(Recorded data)
↓↓↓
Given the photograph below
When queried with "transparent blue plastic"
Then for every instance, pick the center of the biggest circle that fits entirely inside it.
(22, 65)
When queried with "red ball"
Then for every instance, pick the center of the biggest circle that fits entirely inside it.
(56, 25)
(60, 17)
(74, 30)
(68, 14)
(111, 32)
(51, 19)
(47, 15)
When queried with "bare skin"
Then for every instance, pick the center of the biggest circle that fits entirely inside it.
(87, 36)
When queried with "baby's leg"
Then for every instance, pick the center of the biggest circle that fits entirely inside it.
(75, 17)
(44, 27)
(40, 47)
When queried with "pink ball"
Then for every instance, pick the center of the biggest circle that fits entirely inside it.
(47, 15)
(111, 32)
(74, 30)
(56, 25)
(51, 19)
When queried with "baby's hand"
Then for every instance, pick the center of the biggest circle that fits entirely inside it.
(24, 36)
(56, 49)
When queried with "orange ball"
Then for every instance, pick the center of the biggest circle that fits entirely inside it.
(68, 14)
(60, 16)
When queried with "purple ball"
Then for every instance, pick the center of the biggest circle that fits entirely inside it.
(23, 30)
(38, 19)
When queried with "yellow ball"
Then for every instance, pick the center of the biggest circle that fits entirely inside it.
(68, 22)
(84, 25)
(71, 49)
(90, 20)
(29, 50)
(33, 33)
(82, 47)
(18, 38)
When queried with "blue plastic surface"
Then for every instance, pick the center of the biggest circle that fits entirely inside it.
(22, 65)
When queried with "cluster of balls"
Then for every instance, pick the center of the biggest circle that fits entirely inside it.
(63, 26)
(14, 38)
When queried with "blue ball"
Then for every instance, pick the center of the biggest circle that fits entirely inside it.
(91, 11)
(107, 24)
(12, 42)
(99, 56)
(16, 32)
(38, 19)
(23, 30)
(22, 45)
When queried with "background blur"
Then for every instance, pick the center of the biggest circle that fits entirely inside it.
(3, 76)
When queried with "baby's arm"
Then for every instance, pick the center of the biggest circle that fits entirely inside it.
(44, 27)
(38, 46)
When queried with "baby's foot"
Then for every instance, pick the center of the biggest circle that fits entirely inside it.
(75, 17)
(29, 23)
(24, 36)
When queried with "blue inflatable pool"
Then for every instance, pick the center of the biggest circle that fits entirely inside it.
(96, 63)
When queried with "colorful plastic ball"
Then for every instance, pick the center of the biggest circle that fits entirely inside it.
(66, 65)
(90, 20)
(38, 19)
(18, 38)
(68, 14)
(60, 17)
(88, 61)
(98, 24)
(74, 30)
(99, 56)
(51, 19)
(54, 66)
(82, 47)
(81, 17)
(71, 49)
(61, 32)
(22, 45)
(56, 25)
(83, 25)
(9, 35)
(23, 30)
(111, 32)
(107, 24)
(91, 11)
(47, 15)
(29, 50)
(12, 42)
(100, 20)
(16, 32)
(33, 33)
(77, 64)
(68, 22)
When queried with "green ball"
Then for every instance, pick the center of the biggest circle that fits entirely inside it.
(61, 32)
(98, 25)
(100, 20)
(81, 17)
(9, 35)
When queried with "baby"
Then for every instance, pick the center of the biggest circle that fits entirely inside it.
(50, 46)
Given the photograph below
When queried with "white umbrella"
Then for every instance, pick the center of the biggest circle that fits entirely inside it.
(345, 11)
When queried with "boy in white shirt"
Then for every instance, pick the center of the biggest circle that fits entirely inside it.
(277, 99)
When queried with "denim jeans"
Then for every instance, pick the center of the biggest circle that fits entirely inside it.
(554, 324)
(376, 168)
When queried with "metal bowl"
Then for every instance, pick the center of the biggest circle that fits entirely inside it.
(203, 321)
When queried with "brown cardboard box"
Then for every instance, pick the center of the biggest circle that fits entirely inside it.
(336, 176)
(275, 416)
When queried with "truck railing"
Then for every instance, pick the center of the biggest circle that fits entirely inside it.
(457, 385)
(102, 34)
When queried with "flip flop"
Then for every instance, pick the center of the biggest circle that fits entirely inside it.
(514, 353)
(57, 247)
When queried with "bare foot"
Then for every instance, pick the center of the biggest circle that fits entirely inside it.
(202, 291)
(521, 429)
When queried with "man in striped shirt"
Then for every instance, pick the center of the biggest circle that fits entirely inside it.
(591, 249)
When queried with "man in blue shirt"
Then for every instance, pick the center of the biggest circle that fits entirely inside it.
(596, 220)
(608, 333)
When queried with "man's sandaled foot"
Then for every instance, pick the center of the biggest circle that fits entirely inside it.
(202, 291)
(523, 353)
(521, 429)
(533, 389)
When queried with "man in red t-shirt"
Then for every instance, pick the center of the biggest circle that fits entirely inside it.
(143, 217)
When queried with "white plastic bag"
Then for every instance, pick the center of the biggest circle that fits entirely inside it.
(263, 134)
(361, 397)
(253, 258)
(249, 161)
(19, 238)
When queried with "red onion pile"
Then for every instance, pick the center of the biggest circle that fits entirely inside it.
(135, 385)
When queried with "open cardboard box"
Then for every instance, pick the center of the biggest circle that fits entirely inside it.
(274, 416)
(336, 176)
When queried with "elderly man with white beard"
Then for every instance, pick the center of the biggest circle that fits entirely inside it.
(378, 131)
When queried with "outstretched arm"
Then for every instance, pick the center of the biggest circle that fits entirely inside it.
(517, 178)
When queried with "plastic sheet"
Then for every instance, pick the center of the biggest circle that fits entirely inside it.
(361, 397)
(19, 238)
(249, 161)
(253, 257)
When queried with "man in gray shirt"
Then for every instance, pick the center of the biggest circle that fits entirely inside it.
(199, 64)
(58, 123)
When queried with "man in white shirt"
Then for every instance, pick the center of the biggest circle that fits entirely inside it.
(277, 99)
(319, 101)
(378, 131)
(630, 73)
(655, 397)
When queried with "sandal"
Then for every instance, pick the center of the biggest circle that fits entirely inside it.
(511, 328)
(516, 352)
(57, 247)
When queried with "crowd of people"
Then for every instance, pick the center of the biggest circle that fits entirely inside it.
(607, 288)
↑↑↑
↓↓↓
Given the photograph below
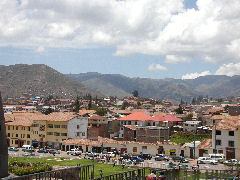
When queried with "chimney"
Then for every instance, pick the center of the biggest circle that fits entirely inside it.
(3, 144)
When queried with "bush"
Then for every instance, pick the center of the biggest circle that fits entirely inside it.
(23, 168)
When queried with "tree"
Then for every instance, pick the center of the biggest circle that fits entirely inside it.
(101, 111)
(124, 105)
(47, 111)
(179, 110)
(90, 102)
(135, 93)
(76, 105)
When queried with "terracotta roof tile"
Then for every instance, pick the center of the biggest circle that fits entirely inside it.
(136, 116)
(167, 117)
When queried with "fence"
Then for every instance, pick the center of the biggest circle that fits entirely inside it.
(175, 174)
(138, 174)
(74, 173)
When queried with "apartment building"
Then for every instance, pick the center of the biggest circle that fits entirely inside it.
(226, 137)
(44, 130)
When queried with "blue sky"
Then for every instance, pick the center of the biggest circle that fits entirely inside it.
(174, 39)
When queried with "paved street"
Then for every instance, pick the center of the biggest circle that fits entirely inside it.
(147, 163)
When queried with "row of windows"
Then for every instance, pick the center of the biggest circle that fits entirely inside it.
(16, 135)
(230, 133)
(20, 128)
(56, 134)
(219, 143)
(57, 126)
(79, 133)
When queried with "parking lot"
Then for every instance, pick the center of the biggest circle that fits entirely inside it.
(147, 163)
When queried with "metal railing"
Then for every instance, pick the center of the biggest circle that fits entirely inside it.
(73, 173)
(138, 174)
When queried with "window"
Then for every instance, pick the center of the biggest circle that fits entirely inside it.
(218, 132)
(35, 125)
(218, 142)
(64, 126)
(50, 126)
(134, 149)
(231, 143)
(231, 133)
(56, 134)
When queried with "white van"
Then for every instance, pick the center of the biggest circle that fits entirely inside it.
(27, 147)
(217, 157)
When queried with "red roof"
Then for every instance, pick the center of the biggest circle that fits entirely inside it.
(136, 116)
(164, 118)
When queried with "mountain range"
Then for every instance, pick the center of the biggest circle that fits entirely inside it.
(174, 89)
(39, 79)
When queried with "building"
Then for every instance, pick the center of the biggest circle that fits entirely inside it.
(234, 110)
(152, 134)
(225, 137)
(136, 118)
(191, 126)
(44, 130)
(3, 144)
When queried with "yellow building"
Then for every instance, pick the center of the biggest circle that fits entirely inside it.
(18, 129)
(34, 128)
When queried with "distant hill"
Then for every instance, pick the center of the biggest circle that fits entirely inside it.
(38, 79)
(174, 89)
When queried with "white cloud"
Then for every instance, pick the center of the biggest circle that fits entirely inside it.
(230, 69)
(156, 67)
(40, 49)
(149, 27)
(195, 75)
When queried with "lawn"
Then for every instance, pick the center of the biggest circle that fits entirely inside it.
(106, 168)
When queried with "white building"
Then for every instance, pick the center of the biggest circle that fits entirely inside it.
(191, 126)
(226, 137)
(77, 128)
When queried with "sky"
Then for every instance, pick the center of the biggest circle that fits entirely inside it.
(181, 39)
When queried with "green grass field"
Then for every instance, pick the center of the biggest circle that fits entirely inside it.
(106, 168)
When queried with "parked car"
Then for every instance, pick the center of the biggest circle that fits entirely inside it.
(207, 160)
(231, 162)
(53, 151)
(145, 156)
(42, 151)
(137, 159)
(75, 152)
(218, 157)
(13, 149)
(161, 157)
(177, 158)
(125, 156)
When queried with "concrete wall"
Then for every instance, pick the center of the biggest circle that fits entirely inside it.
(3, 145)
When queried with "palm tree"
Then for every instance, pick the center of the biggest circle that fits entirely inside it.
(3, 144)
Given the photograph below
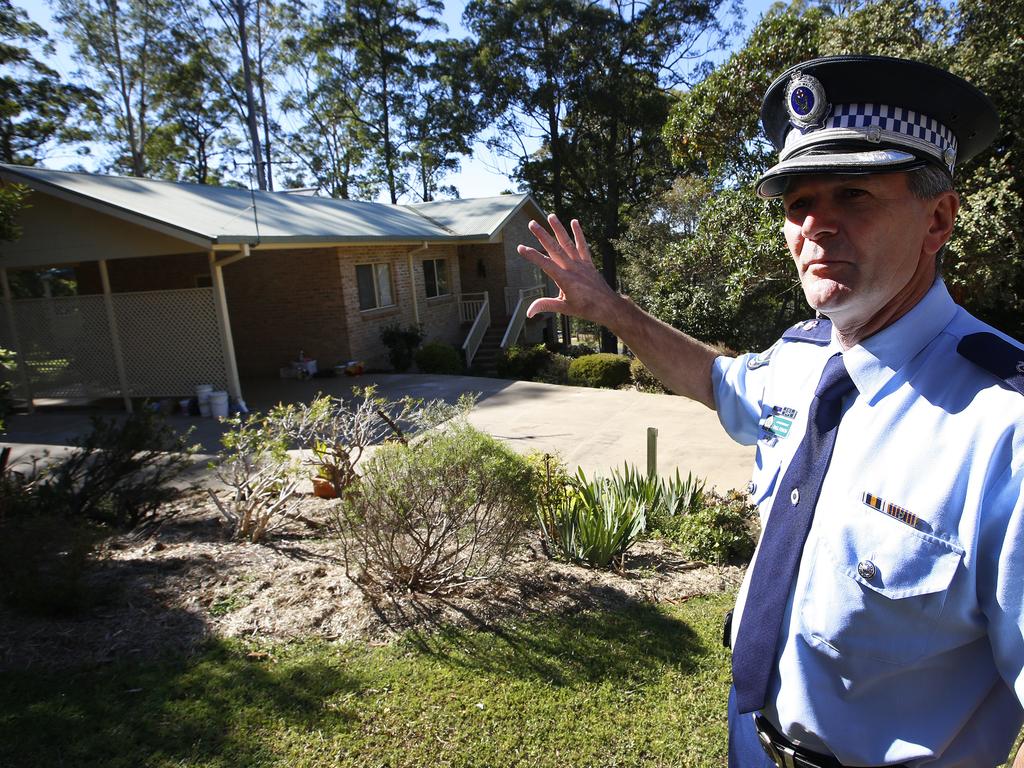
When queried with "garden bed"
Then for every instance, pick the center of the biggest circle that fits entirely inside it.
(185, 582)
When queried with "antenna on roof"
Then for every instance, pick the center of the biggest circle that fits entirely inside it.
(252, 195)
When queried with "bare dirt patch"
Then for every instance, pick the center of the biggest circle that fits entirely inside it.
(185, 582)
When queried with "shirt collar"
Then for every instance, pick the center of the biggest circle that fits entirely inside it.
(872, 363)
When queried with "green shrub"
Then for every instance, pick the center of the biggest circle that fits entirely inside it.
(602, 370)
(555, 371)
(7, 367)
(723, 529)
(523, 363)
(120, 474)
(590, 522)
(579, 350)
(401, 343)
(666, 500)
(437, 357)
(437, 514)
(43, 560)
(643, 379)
↑↑↑
Looking at the data above, how many lines hold the string "foot"? Reply with only the number.

= Result =
3